• [Short exercise]: Change "jacket sleeve" to "coat sleeve" in the lines from the one with "Indicate each instance of the jacket" to the one with "[(252, 321), (709, 463), (817, 504)]", and give those lines again with everything else unchanged. Leave the picture out of your answer.

• [Record excerpts]:
- - - -
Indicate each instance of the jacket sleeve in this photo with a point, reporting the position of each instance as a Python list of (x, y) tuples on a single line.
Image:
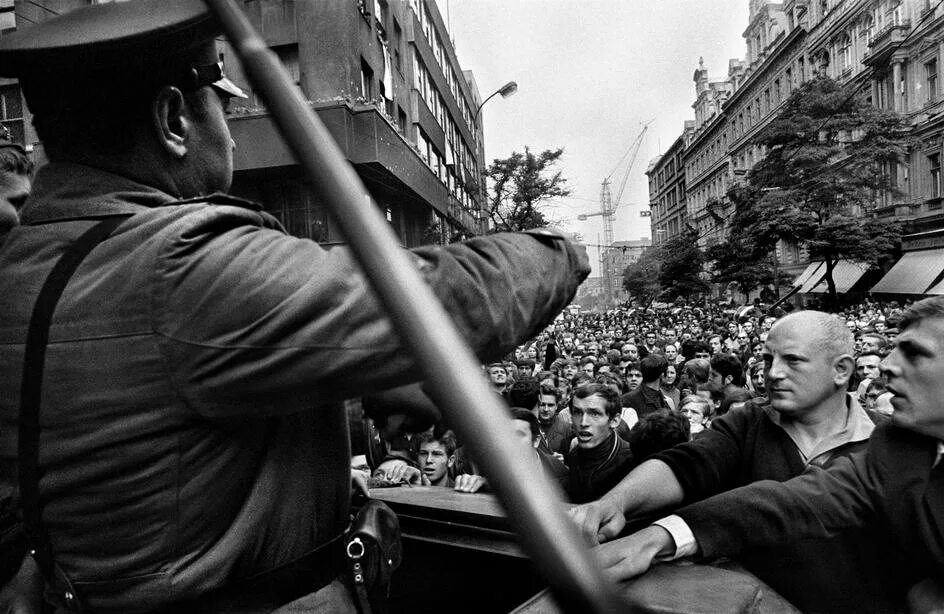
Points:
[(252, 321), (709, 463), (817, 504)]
- - - -
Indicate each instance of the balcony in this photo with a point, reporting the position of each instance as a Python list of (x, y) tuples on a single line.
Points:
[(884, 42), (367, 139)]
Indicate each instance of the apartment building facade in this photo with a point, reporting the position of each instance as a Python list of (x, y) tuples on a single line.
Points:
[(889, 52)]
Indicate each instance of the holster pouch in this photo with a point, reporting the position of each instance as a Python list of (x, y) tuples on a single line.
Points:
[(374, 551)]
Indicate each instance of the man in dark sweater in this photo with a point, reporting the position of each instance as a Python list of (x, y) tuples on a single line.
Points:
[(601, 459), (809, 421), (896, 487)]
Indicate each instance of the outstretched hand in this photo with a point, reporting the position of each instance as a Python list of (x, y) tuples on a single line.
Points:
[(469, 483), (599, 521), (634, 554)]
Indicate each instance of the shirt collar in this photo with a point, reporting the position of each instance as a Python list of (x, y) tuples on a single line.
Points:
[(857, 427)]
- - - -
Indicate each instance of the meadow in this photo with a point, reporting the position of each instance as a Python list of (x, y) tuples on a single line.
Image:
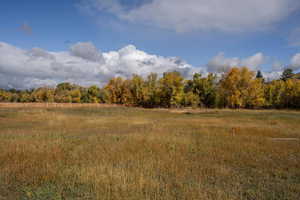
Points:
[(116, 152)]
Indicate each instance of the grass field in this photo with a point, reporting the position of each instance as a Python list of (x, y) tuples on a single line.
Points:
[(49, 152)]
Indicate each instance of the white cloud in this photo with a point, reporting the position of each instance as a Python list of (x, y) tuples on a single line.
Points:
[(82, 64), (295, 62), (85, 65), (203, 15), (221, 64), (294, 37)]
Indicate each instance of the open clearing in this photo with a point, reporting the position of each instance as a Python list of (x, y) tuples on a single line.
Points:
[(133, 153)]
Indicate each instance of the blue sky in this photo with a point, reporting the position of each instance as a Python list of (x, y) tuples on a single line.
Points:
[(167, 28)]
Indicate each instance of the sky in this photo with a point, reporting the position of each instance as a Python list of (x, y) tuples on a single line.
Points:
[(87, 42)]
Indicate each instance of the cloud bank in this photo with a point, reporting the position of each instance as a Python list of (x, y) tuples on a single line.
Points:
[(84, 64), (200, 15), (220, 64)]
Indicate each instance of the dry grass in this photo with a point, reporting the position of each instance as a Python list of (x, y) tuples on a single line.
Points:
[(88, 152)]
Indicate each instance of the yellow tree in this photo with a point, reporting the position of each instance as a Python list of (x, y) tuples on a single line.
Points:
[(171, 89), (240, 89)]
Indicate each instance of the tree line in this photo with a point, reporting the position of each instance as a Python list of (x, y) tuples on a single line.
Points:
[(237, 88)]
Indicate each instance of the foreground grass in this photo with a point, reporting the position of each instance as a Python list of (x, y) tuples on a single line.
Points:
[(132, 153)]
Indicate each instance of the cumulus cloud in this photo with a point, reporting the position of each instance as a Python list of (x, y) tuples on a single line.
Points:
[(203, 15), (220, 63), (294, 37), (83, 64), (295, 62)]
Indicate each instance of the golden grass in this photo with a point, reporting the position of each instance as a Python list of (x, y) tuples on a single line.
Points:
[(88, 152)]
- - - -
• [Result of this task]:
Indicate each instance of the coat sleeve in this photo with a point, reporting the position of each instance as a Python list of (x, y) tuples on a single line.
Image:
Points:
[(252, 321), (709, 463), (817, 504)]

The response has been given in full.